### DATA FOR THE TASK

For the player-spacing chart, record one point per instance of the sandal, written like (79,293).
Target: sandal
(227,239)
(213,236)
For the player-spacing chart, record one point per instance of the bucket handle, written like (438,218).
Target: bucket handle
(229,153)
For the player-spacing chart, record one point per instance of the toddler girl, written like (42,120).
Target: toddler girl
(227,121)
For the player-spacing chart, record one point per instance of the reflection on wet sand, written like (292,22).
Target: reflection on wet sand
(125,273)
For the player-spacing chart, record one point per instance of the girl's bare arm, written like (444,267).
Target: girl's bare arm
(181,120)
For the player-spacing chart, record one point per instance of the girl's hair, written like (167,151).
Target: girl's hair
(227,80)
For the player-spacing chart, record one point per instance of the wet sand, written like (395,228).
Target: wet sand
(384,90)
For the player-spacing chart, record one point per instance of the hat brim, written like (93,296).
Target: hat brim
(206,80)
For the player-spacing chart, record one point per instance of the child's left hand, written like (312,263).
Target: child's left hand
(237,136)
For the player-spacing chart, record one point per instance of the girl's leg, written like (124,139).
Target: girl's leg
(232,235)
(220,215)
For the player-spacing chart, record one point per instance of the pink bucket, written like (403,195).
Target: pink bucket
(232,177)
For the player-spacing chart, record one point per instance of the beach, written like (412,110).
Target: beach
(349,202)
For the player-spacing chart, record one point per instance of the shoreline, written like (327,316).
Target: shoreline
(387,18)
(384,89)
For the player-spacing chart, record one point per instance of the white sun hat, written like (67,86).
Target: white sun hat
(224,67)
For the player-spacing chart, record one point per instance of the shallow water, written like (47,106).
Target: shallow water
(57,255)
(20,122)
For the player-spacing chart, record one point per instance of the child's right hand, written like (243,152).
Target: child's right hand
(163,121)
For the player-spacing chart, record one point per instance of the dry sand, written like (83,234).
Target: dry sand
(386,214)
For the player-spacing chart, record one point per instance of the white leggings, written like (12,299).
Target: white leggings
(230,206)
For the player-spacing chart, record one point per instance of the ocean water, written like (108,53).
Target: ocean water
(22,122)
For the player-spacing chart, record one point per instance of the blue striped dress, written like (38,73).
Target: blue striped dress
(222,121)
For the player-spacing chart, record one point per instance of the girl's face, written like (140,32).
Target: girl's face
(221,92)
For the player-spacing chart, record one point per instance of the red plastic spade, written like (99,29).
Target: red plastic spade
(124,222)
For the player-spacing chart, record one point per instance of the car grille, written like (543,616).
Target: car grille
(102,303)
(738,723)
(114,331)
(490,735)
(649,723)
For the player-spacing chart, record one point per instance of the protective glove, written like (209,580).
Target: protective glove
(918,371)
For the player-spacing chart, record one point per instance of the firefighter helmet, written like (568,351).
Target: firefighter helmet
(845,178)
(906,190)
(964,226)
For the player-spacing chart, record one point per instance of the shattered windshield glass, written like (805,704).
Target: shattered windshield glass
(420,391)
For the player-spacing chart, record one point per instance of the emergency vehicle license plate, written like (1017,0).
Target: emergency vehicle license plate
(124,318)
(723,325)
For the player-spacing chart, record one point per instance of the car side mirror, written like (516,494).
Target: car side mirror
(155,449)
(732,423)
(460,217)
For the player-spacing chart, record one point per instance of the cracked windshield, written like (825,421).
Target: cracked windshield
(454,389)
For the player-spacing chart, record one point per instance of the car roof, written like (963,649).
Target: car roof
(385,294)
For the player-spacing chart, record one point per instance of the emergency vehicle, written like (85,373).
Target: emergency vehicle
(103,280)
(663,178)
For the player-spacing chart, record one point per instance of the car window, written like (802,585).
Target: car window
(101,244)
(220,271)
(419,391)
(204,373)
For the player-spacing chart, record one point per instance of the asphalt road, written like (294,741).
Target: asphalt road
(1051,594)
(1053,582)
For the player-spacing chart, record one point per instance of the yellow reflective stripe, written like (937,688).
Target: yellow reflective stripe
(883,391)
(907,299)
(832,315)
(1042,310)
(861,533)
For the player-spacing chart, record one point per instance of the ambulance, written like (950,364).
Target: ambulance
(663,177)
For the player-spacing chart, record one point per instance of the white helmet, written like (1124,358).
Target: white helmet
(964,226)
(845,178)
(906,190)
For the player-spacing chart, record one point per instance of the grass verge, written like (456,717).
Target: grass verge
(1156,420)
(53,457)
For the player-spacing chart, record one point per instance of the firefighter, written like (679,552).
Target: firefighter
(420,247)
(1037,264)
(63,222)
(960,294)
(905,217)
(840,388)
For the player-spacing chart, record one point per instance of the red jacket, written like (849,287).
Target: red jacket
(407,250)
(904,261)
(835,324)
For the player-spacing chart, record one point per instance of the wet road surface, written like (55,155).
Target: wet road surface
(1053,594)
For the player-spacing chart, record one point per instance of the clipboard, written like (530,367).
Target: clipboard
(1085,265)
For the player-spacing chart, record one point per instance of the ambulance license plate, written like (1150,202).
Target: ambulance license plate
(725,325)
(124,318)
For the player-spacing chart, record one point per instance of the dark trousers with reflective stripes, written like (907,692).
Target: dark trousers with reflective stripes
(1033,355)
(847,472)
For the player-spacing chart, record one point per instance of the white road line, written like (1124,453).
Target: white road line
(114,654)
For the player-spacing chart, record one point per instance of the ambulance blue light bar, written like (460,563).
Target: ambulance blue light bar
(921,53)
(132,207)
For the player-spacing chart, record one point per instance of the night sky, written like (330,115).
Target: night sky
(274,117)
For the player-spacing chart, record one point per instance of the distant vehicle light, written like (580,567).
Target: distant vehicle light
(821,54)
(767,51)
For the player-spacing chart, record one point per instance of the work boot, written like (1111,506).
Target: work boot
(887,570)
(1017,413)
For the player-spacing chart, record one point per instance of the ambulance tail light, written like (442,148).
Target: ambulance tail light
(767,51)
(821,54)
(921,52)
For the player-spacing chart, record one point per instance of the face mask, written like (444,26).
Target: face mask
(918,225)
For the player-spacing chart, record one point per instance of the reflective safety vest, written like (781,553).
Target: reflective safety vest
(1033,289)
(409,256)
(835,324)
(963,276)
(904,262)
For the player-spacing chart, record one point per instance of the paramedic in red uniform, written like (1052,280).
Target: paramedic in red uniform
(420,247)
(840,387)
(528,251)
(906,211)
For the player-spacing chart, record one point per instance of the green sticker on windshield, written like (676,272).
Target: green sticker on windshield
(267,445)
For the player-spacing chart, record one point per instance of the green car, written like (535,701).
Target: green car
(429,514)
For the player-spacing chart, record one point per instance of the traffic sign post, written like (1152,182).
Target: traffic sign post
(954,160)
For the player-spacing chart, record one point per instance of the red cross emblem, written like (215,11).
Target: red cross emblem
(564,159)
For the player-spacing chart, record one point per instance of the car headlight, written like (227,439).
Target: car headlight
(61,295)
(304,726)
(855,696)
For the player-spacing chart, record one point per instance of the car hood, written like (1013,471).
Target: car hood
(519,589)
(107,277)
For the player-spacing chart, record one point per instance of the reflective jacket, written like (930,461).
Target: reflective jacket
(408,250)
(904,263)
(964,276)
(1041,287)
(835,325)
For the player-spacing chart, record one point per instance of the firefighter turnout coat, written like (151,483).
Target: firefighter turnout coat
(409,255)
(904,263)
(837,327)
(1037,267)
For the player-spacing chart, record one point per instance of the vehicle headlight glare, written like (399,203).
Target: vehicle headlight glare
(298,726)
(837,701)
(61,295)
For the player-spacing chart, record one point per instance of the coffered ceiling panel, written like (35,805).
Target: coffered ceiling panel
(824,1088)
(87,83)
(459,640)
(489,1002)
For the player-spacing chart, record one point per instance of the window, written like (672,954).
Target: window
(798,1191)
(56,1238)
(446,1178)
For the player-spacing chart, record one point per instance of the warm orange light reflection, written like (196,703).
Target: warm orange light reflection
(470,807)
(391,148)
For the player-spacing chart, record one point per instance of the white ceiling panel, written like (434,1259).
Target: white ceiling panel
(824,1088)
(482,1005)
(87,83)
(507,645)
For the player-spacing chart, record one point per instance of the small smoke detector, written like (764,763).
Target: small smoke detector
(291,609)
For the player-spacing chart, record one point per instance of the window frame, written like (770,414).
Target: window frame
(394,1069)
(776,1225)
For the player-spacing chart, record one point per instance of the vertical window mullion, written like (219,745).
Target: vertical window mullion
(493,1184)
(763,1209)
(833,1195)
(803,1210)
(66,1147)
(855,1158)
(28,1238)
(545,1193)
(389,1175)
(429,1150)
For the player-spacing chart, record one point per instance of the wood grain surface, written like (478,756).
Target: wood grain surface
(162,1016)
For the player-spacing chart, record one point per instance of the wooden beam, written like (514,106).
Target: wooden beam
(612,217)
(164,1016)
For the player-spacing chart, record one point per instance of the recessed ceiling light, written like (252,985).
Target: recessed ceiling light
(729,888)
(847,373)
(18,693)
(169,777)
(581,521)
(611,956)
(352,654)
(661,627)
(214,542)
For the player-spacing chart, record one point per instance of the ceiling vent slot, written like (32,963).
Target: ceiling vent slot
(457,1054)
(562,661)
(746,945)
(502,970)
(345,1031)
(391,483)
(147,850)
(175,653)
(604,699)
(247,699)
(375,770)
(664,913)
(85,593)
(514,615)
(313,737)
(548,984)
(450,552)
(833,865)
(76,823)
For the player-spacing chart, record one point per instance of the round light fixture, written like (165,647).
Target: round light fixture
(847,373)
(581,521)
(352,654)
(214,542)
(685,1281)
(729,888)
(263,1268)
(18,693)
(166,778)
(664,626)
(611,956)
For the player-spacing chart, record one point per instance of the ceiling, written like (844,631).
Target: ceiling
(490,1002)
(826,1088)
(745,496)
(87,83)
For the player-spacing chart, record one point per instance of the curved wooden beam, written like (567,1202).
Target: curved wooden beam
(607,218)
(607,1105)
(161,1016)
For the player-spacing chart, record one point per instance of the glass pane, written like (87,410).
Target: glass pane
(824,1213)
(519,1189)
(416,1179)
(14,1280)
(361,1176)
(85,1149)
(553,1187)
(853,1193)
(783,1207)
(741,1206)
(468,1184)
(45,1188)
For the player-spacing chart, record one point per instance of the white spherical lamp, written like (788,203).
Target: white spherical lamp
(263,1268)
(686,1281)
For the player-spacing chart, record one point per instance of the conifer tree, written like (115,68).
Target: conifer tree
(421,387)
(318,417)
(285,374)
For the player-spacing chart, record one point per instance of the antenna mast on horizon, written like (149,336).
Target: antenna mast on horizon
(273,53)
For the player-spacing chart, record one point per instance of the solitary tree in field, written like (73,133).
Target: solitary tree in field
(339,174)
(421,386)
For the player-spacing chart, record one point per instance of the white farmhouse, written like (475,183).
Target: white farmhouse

######

== PROBLEM TO SOLVE ==
Print the rows exactly as they appear, starting with the line that contains "written like (788,203)." and ending with the last row, both included.

== TASK OUTPUT ==
For the player-spacing chart, record one point per instance of the white spherical lamp, written like (788,203).
Target: white spherical lamp
(263,1268)
(686,1281)
For the player-spacing chart, record one point per instance of the conifer tree, written like (115,68).
Target: conifer tree
(421,387)
(318,417)
(285,374)
For the player-spacing chart, record one point per instance of the antenna mast on horizon, written like (149,336).
Target: antenna mast on horizon
(273,53)
For the player-spacing chart, record one point per instance of the solitary tree in field, written like (73,133).
Target: solitary tree in field
(339,174)
(421,386)
For the player-spacing chart, record one point per instance of the white farmhouse, written like (475,183).
Target: white farmhouse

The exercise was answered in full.